*** PAGE EXTRACT ***

Post by Mark A Johnson »

There is general agreement on the team that the user should be provided a task-based set of 'getting started' instructions. Since most of our products are currently (essentially) reference guides with granular steps compartmentalized within UI element topics, I fear such an effort would consist of simply creating general overviews in ordered lists of links to one UI element topic after another in the general order they would be used for the various objectives. Again, to someone very familiar to the product (especially to someone without support experience), this seems logical, even bulletproof, but the devil is in the details.

When the user is given what they believe to be the procedure they need, and are directed to a topic that is primarily a description of the UI, continuity is broken by descriptions of any UI elements/parameters in the topic that are not required for the current task. If the UI is organized so that each dialog/form is specific to a single task, and this is consistent across the product, of course ordering the dialog/form topics will work beautifully (although descriptions would hardly be necessary, just the procedure for how to use the dialog - but at this level it's probably obvious). In my experience, no UI is actually one-to-one like this unless the product is so well-designed and specific in its objectives that documentation is unnecessary.

*** End of PAGE EXTRACT ***

◆ THINGS TO DO
**1.** Rewrite the paragraph of the forum post that opens with "When the user is given" in a shorter form, keeping its main points.
**2.** Transcribe part of the forum post word for word, beginning at "Post by Mark" and stopping after "in the details.".
The items that come next are separate material, unrelated to the forum post.

*** SOURCE DATA ***

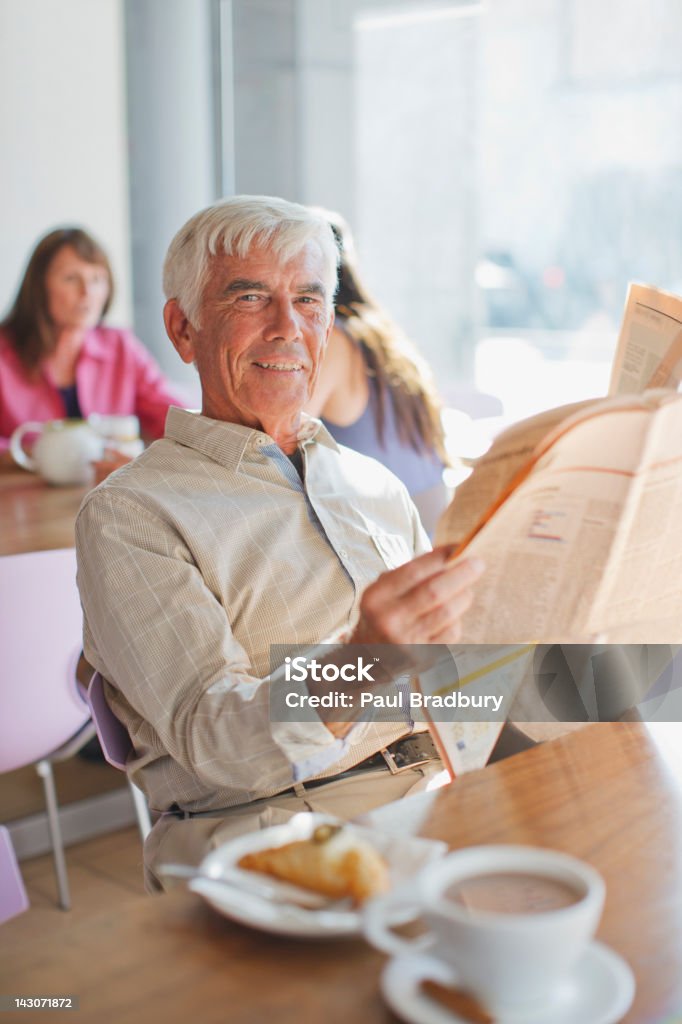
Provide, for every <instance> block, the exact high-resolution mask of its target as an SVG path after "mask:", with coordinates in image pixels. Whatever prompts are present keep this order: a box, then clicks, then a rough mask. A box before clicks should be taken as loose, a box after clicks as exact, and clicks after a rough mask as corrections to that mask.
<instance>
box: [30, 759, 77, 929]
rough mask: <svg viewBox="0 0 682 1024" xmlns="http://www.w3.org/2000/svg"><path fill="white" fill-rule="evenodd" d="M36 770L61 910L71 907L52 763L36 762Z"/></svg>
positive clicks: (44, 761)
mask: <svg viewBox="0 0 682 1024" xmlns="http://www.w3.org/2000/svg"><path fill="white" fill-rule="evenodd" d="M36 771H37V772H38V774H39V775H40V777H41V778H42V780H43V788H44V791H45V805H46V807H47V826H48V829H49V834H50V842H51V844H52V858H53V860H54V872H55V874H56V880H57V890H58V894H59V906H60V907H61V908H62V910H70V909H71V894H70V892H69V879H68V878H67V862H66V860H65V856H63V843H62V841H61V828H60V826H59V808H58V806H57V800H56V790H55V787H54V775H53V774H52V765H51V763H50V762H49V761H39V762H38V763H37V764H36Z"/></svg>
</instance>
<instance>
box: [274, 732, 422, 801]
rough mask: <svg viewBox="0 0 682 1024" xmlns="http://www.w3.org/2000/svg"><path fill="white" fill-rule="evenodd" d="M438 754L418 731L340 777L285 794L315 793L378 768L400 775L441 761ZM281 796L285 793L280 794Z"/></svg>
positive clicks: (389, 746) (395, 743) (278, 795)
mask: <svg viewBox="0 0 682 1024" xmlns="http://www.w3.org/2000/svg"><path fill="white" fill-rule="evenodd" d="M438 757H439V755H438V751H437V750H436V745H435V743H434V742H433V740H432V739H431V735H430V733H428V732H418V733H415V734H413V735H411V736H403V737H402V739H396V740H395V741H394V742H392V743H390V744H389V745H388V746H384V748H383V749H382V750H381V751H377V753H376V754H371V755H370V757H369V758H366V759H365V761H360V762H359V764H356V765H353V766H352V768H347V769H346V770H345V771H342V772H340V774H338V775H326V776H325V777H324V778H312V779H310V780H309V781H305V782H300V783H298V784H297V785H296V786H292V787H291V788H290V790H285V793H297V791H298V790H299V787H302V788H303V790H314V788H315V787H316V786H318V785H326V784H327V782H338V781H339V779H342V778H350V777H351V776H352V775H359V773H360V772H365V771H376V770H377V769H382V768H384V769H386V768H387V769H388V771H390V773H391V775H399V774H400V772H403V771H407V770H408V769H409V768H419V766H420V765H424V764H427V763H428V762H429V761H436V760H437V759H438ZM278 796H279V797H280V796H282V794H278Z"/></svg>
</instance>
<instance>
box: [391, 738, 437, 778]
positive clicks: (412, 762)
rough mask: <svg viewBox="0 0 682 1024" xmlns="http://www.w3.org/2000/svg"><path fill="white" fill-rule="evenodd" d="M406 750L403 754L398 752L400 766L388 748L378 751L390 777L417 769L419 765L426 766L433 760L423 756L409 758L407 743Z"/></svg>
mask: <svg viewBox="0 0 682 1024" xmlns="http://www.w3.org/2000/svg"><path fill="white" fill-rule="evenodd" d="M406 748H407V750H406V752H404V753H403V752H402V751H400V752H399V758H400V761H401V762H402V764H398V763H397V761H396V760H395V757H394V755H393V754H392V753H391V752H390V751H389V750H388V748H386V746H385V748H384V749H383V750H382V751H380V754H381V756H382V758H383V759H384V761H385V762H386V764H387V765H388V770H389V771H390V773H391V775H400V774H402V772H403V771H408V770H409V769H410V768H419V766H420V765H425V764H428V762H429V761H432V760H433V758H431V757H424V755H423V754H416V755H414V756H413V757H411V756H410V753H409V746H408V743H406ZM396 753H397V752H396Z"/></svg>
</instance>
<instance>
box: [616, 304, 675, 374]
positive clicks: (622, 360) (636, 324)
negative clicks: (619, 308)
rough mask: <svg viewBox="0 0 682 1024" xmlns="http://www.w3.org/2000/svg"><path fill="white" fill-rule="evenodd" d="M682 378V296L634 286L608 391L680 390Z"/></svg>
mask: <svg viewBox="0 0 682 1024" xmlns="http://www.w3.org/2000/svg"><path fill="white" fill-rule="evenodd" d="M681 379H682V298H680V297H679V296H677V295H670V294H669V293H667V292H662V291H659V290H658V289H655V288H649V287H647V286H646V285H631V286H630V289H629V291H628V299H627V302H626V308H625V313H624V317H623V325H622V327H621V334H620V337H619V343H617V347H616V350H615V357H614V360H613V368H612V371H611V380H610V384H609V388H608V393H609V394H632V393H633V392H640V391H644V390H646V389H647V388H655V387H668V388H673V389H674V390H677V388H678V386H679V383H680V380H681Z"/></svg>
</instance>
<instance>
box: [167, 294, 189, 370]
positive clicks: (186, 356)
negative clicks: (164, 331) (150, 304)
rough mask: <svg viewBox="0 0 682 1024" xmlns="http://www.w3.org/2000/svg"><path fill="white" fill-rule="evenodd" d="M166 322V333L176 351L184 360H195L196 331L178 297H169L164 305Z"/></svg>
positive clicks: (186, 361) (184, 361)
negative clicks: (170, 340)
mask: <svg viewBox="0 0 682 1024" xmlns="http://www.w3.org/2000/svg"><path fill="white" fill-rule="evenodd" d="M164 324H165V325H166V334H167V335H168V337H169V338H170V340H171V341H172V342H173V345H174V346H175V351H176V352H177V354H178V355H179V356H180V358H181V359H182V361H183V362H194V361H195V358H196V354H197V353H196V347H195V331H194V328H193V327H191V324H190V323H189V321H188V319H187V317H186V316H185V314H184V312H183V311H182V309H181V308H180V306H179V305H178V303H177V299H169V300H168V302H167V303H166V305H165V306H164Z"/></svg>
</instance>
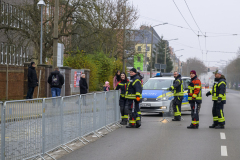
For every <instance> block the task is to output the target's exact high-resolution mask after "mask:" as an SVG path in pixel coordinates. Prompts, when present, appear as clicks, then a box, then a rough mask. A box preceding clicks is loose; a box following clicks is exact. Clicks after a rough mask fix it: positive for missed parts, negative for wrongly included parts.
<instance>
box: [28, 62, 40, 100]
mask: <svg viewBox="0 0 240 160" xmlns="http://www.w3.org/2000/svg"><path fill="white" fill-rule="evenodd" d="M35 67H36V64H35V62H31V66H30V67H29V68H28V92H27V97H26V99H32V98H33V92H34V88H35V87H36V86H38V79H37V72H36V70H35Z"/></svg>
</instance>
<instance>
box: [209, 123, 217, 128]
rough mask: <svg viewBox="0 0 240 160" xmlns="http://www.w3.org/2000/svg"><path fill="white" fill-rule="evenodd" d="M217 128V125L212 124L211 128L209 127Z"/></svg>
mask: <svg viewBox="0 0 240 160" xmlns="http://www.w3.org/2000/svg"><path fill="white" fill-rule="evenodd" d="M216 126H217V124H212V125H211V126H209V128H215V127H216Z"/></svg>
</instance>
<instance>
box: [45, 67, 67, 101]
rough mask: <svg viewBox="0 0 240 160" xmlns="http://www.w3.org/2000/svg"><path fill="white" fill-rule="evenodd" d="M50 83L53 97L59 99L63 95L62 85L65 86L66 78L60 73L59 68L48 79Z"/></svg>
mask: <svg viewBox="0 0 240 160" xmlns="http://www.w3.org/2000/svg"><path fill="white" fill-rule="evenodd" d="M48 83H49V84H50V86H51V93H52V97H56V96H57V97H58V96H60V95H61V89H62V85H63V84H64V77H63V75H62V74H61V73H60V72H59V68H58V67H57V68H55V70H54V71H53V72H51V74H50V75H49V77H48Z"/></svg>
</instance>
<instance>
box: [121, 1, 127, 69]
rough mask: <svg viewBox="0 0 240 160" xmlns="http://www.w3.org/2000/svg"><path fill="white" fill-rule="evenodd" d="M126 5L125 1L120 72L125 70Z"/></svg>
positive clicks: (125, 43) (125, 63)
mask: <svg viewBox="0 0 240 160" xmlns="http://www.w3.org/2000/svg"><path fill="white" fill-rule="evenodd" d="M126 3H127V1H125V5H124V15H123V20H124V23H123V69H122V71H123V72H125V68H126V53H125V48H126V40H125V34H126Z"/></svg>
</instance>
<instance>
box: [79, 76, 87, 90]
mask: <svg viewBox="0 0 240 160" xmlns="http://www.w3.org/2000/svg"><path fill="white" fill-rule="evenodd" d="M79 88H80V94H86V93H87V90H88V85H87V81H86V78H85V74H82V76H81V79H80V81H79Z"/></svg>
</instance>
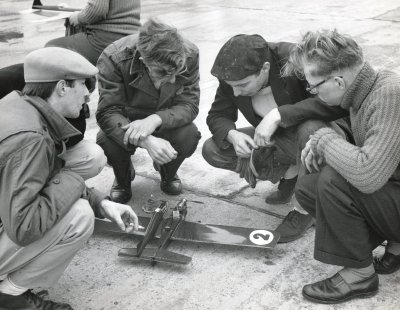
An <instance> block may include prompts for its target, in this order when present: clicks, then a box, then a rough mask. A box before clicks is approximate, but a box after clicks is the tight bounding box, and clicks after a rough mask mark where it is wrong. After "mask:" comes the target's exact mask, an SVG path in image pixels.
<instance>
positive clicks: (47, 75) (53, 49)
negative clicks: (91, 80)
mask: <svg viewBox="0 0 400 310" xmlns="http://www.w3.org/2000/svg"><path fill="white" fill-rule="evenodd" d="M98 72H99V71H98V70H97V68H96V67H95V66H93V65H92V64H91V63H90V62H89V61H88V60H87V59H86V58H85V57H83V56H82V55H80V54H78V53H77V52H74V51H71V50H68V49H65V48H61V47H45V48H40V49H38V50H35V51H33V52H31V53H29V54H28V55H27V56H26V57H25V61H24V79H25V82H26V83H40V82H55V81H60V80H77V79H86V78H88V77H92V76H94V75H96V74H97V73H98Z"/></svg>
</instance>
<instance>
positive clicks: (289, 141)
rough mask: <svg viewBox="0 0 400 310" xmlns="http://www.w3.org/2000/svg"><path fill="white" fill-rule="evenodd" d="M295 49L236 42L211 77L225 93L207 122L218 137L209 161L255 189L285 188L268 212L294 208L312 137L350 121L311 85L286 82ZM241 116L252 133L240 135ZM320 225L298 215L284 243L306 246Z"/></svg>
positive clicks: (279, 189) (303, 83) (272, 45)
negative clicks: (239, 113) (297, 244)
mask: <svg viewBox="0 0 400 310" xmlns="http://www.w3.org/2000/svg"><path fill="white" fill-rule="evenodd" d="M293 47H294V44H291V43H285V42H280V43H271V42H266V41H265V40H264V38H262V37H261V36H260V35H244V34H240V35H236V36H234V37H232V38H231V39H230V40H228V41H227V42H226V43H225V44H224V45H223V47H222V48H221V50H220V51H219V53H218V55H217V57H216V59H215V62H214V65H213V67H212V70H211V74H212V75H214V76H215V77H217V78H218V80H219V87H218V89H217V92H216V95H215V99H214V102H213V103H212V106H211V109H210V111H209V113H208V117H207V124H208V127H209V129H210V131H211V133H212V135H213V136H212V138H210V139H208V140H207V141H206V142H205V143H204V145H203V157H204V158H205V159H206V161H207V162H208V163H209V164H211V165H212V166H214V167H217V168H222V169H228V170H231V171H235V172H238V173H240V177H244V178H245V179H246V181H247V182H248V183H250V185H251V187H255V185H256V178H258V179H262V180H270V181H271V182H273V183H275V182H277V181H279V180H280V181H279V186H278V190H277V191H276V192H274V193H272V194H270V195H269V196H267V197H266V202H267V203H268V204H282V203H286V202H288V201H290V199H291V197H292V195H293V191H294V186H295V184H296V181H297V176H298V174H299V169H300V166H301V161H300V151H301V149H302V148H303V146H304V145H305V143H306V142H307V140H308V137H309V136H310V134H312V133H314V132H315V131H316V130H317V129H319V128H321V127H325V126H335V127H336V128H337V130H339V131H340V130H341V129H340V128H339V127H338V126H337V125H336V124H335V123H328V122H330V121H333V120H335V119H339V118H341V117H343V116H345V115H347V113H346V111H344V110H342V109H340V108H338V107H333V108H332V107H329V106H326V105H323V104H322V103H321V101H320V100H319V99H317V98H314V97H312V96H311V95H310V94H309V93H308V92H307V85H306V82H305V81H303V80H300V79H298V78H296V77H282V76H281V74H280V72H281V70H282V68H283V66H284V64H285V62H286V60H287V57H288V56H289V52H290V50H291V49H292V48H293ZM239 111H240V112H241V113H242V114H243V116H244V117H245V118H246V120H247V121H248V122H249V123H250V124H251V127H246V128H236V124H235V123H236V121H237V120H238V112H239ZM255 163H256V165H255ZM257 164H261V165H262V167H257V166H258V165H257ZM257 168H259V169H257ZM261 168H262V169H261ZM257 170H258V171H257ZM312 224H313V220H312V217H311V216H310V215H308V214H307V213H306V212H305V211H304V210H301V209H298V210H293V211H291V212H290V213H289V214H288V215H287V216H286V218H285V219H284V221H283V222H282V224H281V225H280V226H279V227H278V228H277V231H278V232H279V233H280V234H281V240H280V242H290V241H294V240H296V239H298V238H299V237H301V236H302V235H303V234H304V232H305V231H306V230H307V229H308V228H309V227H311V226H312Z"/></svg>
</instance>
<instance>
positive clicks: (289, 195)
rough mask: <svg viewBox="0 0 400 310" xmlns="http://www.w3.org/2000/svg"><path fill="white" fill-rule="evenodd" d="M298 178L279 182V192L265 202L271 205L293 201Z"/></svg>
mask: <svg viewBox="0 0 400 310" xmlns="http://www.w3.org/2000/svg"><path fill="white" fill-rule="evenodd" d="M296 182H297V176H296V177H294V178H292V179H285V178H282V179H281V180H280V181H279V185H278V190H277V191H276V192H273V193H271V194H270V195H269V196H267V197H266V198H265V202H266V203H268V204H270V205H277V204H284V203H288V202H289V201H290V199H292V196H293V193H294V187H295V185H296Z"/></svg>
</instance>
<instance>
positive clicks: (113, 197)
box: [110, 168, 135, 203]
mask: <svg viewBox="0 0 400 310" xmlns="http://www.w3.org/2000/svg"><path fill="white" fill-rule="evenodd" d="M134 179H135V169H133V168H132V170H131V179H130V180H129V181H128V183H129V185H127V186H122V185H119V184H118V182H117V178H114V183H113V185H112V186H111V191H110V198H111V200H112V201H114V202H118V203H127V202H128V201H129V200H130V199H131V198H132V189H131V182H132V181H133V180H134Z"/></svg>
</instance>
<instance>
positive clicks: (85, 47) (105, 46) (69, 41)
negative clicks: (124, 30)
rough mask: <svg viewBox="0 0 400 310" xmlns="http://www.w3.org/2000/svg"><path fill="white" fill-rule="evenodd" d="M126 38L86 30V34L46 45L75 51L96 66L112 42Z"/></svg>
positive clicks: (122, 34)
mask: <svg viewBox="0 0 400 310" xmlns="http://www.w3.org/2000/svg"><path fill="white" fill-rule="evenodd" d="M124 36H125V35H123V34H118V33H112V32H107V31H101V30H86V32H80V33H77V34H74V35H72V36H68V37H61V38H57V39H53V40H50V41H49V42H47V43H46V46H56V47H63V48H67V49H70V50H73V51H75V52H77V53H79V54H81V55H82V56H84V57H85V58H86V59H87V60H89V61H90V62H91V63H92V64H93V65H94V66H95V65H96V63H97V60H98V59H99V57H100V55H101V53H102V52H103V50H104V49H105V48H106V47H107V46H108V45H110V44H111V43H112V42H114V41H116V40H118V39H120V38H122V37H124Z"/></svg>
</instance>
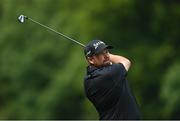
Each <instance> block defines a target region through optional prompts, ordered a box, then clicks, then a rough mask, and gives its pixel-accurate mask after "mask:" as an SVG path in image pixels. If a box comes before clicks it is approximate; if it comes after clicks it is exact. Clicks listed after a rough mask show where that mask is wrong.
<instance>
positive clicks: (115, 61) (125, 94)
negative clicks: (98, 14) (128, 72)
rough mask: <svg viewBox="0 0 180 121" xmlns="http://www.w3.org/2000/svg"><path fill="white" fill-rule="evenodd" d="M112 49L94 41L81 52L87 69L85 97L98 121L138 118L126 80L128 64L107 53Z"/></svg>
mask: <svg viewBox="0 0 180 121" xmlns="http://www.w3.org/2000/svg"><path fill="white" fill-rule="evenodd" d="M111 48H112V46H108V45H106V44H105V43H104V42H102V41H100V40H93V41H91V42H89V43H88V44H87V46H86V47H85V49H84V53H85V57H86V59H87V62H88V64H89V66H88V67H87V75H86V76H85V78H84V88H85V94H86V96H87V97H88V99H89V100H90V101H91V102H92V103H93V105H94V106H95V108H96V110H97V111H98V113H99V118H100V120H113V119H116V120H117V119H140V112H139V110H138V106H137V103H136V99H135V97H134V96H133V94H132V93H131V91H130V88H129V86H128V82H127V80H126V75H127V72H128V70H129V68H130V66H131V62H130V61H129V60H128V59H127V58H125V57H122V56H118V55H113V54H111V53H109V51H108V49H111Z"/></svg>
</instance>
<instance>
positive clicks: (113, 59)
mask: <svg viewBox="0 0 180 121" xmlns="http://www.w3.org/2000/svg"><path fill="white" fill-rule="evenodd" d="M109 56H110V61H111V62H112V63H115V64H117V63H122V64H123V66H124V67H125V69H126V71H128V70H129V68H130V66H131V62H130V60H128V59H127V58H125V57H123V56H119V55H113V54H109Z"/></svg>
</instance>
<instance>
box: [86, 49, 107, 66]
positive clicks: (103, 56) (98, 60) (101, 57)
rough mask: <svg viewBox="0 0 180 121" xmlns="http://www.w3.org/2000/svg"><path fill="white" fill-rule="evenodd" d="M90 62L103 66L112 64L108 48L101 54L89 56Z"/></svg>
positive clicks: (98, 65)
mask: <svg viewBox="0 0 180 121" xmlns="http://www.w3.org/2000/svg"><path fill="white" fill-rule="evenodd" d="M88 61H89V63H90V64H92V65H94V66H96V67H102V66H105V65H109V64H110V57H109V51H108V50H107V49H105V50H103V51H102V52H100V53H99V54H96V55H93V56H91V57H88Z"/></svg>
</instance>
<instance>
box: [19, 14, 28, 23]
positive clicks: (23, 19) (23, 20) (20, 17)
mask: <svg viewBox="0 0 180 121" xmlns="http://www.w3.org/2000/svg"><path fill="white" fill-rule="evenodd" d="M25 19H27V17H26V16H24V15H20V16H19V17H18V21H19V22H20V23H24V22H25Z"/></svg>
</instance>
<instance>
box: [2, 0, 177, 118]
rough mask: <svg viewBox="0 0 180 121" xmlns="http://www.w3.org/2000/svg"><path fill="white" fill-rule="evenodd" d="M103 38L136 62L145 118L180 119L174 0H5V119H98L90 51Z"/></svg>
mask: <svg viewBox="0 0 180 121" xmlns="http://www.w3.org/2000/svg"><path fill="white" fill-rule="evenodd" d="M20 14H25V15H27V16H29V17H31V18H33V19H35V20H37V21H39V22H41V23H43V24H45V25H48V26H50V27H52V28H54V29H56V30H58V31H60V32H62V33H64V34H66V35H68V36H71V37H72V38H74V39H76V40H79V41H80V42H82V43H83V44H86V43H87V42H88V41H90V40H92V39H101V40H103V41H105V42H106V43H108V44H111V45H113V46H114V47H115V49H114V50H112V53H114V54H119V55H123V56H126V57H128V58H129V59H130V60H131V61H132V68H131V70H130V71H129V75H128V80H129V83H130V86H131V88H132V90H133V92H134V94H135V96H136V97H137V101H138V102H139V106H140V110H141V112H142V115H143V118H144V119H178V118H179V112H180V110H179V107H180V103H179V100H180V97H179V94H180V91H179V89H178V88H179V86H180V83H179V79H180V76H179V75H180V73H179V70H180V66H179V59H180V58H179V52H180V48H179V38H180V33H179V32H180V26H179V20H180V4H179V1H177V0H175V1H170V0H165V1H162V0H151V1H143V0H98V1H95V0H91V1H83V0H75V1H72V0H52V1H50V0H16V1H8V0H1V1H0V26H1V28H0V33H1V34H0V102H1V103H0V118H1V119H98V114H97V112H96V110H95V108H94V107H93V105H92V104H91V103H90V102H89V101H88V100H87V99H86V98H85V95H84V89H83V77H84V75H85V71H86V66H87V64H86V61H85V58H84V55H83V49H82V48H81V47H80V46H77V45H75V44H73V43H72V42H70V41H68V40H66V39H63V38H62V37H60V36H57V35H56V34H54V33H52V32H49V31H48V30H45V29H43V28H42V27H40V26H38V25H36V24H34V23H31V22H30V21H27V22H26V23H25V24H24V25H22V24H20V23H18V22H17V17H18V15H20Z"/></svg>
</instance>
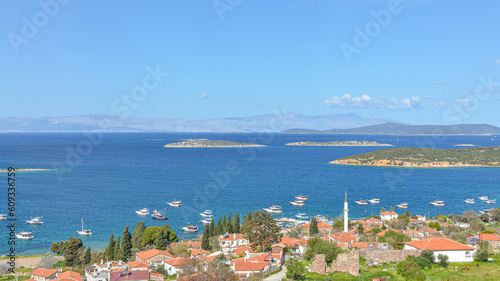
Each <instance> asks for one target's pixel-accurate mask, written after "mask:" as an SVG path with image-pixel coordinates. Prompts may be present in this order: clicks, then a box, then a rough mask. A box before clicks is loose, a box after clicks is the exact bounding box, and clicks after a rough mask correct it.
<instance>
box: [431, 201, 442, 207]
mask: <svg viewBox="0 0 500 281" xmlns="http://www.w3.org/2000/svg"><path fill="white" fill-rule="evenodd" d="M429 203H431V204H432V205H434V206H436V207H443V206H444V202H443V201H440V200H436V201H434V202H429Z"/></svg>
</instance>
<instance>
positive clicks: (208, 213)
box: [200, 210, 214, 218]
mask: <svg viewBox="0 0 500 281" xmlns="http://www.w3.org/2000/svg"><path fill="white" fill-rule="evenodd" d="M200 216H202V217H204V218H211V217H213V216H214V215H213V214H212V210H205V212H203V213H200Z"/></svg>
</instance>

*** End of SOURCE DATA ***

◆ ANSWERS TO THE TASKS
**1.** Sending users from what looks like a task procedure to a topic that mostly describes the UI breaks continuity, because that topic also covers elements and parameters the current task does not need. Putting dialog or form topics in order would work well only if every dialog or form served a single task, consistently across the product. Even then the descriptions would hardly be needed. In the writer's experience, no UI is truly one-to-one like that unless the product is so well designed and focused that it needs no documentation.

**2.**
Post by Mark A Johnson »

There is general agreement on the team that the user should be provided a task-based set of 'getting started' instructions. Since most of our products are currently (essentially) reference guides with granular steps compartmentalized within UI element topics, I fear such an effort would consist of simply creating general overviews in ordered lists of links to one UI element topic after another in the general order they would be used for the various objectives. Again, to someone very familiar to the product (especially to someone without support experience), this seems logical, even bulletproof, but the devil is in the details.